__THE EXERCISE__. The data follows this line. Copy verbatim the line with "flower in the photo above. Give pixel coordinates." and each line after it to the end.
- - - -
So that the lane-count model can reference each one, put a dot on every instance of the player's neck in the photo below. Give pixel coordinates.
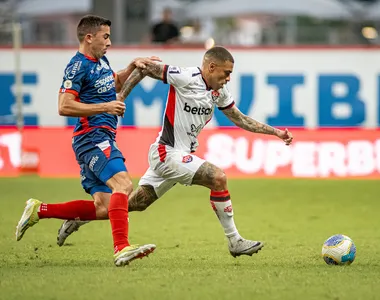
(205, 77)
(86, 52)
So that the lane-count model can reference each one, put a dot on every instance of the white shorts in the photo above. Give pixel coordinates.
(168, 166)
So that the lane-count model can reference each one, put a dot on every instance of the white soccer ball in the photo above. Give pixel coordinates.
(339, 249)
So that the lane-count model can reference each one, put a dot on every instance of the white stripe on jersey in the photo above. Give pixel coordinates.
(189, 107)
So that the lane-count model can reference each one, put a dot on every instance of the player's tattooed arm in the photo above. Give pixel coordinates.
(245, 122)
(136, 76)
(154, 70)
(141, 198)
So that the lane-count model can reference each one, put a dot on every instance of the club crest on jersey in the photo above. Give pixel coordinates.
(186, 159)
(68, 84)
(214, 96)
(174, 70)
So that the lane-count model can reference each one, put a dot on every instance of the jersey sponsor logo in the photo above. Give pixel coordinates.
(200, 111)
(93, 161)
(195, 130)
(214, 96)
(228, 209)
(72, 70)
(104, 84)
(186, 159)
(102, 65)
(68, 84)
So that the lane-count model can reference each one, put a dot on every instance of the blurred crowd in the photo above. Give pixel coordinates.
(172, 27)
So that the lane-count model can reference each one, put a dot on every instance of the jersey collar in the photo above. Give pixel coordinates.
(89, 57)
(204, 80)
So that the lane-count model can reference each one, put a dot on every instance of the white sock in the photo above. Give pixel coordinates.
(222, 205)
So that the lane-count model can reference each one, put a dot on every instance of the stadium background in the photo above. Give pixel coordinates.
(307, 65)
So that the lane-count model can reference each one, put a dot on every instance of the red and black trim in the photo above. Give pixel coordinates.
(204, 80)
(221, 196)
(167, 135)
(228, 106)
(162, 152)
(165, 74)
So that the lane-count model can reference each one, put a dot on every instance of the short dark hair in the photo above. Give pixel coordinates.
(219, 53)
(90, 24)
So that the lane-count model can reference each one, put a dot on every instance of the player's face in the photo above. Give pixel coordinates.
(220, 74)
(101, 41)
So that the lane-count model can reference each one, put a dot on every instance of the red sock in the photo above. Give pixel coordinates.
(81, 209)
(118, 215)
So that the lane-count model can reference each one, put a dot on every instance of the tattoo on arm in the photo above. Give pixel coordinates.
(152, 69)
(243, 121)
(136, 76)
(141, 198)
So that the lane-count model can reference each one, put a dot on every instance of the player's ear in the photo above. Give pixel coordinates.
(88, 38)
(211, 66)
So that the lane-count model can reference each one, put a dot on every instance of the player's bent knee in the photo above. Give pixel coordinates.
(101, 209)
(123, 186)
(220, 181)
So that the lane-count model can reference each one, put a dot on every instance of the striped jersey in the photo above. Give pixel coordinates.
(189, 107)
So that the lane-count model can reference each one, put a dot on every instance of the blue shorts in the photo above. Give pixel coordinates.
(97, 166)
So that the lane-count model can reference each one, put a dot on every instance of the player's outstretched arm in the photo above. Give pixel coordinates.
(245, 122)
(149, 68)
(123, 75)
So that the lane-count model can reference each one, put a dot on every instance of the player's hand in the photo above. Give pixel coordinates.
(142, 62)
(286, 136)
(116, 108)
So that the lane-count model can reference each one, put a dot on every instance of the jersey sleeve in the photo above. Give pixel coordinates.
(176, 76)
(225, 99)
(73, 77)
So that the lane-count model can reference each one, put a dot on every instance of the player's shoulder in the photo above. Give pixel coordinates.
(77, 62)
(104, 59)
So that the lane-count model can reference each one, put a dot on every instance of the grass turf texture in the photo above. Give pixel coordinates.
(293, 218)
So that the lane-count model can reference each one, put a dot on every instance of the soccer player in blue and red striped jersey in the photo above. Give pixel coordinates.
(88, 92)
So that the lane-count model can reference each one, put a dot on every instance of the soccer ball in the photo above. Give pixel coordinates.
(338, 249)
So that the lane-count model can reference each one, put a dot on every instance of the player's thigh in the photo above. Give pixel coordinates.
(159, 184)
(116, 177)
(210, 176)
(107, 164)
(176, 165)
(90, 182)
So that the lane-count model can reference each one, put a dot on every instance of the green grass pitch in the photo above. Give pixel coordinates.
(292, 217)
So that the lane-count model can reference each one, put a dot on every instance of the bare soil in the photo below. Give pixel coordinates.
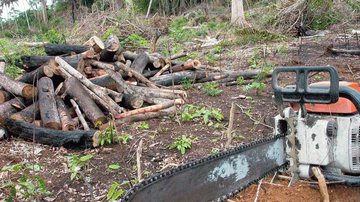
(207, 139)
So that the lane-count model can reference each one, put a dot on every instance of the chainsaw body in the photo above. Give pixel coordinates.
(326, 126)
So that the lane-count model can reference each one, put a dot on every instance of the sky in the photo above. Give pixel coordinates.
(21, 5)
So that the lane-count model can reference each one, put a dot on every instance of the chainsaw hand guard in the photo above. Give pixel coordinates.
(301, 92)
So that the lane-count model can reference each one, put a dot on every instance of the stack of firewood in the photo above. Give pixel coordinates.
(63, 99)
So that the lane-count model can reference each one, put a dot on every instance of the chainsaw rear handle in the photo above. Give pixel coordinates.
(301, 92)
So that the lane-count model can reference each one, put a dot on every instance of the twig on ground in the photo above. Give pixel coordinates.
(258, 190)
(251, 118)
(138, 162)
(322, 184)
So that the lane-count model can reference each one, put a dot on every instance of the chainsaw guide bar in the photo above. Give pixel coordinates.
(216, 177)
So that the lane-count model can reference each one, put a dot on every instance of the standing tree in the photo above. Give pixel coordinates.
(44, 11)
(237, 13)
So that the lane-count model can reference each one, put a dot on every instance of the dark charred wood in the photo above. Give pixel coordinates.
(47, 104)
(59, 49)
(29, 114)
(69, 139)
(140, 62)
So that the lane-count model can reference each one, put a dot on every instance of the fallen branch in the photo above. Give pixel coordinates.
(138, 159)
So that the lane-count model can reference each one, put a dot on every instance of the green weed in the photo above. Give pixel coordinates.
(115, 192)
(23, 186)
(208, 115)
(211, 89)
(182, 144)
(77, 164)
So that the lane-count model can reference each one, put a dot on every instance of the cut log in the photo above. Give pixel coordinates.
(76, 90)
(135, 74)
(105, 81)
(30, 63)
(66, 121)
(47, 104)
(7, 108)
(98, 90)
(96, 43)
(69, 139)
(112, 45)
(79, 115)
(140, 62)
(151, 108)
(4, 96)
(131, 101)
(59, 49)
(176, 78)
(27, 91)
(33, 76)
(28, 114)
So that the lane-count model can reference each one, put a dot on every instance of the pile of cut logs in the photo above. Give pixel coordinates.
(68, 96)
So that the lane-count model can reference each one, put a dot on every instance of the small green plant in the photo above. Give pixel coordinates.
(114, 166)
(187, 83)
(107, 135)
(240, 81)
(192, 112)
(77, 164)
(123, 138)
(143, 126)
(21, 185)
(115, 192)
(109, 31)
(211, 89)
(135, 40)
(182, 144)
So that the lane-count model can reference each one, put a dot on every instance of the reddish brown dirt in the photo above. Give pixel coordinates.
(161, 132)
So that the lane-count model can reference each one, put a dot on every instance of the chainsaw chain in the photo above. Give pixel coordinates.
(194, 163)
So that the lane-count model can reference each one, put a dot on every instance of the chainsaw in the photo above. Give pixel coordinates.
(318, 125)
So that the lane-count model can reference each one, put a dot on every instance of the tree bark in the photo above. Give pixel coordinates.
(112, 45)
(69, 139)
(27, 91)
(66, 121)
(47, 104)
(28, 114)
(99, 91)
(4, 96)
(152, 108)
(7, 108)
(140, 62)
(59, 49)
(76, 90)
(131, 101)
(136, 74)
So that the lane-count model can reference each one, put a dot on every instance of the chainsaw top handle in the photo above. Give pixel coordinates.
(301, 91)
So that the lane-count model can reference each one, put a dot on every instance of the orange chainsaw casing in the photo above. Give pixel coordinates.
(342, 106)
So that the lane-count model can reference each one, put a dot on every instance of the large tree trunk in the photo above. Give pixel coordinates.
(60, 49)
(44, 11)
(76, 90)
(66, 121)
(7, 108)
(27, 91)
(140, 62)
(68, 139)
(47, 104)
(28, 114)
(112, 45)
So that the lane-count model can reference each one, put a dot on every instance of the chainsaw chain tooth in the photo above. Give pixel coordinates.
(194, 163)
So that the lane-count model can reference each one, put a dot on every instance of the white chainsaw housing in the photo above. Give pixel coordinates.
(332, 142)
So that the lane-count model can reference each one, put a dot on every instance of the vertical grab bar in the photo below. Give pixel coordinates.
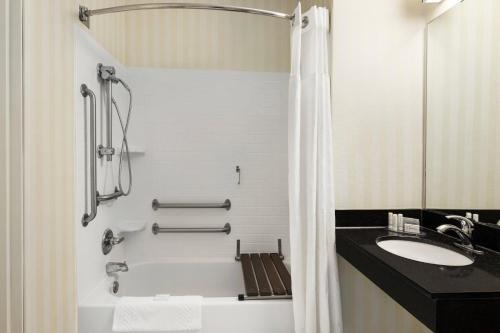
(87, 218)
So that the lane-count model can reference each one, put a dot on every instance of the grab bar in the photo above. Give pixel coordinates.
(157, 229)
(156, 204)
(109, 197)
(87, 218)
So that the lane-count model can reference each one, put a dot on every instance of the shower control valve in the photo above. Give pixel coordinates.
(109, 240)
(104, 151)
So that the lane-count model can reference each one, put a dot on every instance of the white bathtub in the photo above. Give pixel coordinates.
(219, 283)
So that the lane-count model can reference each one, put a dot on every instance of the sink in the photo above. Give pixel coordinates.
(424, 252)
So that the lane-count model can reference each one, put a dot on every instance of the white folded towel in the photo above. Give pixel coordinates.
(151, 314)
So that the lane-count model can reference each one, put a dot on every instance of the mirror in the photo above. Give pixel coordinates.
(463, 111)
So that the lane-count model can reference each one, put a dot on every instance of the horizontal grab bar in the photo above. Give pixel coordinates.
(157, 229)
(156, 204)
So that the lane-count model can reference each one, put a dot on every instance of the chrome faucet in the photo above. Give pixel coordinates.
(114, 267)
(465, 243)
(467, 225)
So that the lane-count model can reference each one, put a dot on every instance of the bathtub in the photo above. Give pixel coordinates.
(218, 282)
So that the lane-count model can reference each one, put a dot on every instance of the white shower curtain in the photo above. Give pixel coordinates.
(315, 286)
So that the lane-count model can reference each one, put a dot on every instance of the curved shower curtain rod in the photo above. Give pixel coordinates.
(86, 13)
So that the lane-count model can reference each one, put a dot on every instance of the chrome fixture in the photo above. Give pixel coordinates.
(237, 257)
(467, 225)
(85, 13)
(238, 171)
(107, 76)
(115, 267)
(242, 297)
(115, 287)
(466, 242)
(157, 229)
(109, 240)
(88, 217)
(156, 204)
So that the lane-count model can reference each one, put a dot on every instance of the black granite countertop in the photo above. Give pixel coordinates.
(444, 298)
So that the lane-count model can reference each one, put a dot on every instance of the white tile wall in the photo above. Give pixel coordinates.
(195, 128)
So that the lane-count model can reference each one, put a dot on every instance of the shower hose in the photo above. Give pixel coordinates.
(124, 150)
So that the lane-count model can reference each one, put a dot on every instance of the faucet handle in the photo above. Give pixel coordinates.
(109, 240)
(467, 224)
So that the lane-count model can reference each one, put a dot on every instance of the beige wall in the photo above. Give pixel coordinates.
(50, 302)
(463, 108)
(366, 308)
(199, 39)
(10, 167)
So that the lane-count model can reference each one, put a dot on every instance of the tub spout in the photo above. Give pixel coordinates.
(114, 267)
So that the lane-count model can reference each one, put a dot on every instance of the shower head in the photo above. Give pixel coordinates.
(107, 73)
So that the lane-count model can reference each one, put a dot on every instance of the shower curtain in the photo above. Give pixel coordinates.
(315, 286)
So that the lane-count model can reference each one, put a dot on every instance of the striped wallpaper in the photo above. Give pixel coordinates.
(200, 39)
(50, 280)
(463, 141)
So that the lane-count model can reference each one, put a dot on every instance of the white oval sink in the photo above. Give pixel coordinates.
(424, 252)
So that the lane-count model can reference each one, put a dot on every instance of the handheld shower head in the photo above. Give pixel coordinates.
(107, 73)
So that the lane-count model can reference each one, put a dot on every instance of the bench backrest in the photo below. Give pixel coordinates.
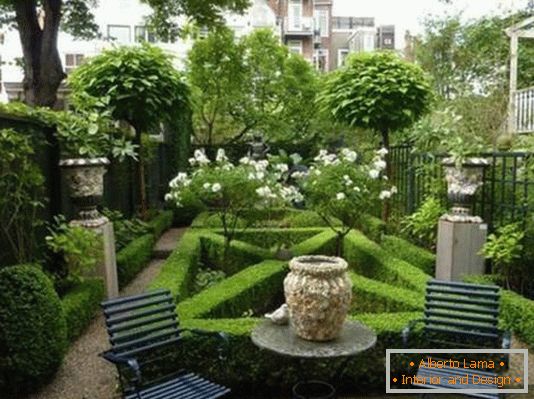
(140, 323)
(461, 314)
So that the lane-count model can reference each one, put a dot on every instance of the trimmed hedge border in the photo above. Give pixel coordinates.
(405, 250)
(373, 296)
(80, 305)
(135, 256)
(248, 289)
(368, 259)
(179, 268)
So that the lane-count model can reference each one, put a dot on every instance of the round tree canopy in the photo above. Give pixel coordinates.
(377, 91)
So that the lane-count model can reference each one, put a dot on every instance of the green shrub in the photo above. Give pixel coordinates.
(416, 256)
(322, 243)
(251, 288)
(134, 257)
(370, 260)
(372, 227)
(238, 255)
(180, 267)
(161, 223)
(376, 297)
(33, 331)
(80, 305)
(275, 238)
(422, 225)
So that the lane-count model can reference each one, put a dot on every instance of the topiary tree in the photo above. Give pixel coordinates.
(143, 89)
(377, 91)
(33, 331)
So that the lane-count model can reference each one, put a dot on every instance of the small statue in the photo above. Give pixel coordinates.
(258, 147)
(280, 316)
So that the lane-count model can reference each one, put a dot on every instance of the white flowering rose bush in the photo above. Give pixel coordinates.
(340, 186)
(234, 191)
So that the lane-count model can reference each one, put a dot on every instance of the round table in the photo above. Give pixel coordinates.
(354, 338)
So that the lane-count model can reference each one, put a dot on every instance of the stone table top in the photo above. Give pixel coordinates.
(355, 338)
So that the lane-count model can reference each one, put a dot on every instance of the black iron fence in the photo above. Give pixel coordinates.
(506, 196)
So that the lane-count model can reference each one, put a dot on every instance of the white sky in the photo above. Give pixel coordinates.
(408, 14)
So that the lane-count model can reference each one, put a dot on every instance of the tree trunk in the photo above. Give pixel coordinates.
(43, 71)
(386, 209)
(143, 203)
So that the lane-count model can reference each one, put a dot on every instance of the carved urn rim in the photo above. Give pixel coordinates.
(318, 265)
(470, 162)
(83, 162)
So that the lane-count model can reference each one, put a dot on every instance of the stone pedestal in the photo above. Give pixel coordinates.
(458, 249)
(107, 269)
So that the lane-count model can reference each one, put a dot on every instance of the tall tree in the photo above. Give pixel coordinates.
(377, 91)
(39, 21)
(250, 84)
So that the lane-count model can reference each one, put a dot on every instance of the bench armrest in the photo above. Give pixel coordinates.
(506, 340)
(406, 331)
(130, 362)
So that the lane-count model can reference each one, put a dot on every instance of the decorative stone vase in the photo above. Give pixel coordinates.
(85, 179)
(318, 293)
(462, 185)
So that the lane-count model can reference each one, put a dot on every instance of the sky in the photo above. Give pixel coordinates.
(408, 14)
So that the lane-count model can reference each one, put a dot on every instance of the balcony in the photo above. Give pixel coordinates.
(303, 26)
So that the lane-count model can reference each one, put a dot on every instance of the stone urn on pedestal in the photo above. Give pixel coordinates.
(318, 294)
(463, 181)
(85, 179)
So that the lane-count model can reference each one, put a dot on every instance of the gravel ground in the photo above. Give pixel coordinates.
(84, 375)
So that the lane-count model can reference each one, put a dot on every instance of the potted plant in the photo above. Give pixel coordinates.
(86, 140)
(464, 175)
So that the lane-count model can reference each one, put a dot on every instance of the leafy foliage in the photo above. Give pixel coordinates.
(33, 337)
(80, 249)
(505, 249)
(422, 225)
(126, 230)
(21, 185)
(378, 91)
(339, 188)
(251, 84)
(84, 133)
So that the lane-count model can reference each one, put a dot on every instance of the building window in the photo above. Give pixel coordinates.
(142, 34)
(342, 56)
(294, 13)
(295, 46)
(72, 61)
(321, 22)
(119, 33)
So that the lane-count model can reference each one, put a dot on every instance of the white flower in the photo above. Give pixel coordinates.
(221, 155)
(282, 167)
(296, 158)
(373, 174)
(384, 194)
(349, 155)
(382, 152)
(380, 164)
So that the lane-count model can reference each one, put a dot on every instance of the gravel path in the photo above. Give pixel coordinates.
(83, 374)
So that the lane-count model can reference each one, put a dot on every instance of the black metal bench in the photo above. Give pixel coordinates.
(142, 330)
(461, 315)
- - - -
__ANSWER__.
So that the lane-count model can reference each one, put a dot on every instance of the white flower in the photo above. Give pixel coordinates.
(221, 155)
(282, 167)
(296, 158)
(373, 174)
(384, 194)
(349, 155)
(382, 152)
(380, 164)
So that the lane-count model can reference each one, put a dot on every instance of the gravel path in the photo above. Give pixel coordinates.
(83, 374)
So that the lane-count model can reference each one, put a dot on every instance of the black metal bench in the photo above. Give pixel coordinates.
(142, 330)
(461, 315)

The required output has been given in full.